Natural language region descriptions:
------------------------------------------------------------

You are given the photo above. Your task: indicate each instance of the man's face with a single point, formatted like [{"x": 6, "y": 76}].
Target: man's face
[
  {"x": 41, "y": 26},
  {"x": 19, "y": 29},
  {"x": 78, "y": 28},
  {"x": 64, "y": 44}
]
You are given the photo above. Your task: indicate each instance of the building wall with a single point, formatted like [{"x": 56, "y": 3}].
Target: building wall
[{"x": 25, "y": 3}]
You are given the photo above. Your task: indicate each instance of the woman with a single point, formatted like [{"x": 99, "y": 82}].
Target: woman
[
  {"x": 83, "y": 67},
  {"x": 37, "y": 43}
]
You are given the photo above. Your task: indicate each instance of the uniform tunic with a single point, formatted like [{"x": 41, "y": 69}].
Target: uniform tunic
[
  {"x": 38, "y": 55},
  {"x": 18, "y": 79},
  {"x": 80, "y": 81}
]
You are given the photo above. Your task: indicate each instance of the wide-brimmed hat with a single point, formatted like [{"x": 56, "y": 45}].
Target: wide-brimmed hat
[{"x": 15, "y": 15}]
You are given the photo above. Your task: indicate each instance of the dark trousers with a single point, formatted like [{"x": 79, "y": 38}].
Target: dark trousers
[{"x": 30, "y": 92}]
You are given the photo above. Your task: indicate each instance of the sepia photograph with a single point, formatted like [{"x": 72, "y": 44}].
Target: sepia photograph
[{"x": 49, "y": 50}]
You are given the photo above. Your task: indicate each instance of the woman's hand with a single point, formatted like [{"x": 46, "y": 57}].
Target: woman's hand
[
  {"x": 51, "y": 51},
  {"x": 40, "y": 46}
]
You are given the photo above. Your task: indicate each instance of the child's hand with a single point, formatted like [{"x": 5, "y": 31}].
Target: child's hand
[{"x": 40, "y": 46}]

------------------------------------------------------------

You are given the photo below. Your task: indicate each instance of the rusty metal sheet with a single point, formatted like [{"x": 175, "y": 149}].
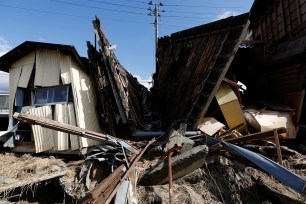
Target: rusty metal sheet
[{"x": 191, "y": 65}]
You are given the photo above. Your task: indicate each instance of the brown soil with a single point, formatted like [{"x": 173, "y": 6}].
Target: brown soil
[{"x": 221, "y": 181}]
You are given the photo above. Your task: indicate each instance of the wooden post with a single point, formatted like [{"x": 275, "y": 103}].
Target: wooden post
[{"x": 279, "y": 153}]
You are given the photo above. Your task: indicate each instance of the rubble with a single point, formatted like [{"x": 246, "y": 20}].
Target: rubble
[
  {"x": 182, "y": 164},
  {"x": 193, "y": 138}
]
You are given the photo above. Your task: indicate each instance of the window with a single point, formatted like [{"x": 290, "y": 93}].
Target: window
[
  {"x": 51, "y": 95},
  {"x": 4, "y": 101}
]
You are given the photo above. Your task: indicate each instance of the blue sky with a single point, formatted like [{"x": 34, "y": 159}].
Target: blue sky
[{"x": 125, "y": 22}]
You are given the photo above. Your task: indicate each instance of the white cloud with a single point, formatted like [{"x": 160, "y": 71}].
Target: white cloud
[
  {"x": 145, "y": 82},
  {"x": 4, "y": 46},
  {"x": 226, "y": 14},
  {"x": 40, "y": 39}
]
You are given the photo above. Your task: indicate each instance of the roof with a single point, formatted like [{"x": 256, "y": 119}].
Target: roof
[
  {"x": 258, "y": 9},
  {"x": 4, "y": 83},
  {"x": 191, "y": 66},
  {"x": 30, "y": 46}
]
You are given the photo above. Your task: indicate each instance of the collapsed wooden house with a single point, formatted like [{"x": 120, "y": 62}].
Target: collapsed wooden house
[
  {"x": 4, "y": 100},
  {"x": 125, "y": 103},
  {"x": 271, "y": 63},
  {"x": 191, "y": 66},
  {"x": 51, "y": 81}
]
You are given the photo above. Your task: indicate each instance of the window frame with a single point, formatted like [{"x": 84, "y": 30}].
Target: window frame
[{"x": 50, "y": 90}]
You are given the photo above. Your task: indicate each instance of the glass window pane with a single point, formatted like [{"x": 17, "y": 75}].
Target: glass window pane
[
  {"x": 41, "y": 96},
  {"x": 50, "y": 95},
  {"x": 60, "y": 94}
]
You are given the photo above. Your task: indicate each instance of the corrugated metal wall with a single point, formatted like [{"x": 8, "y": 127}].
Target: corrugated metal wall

------------------------------------------------------------

[How to complete this task]
Determine how many lines in the entries hold the string "corrugated". Write only the number.

[Response area]
2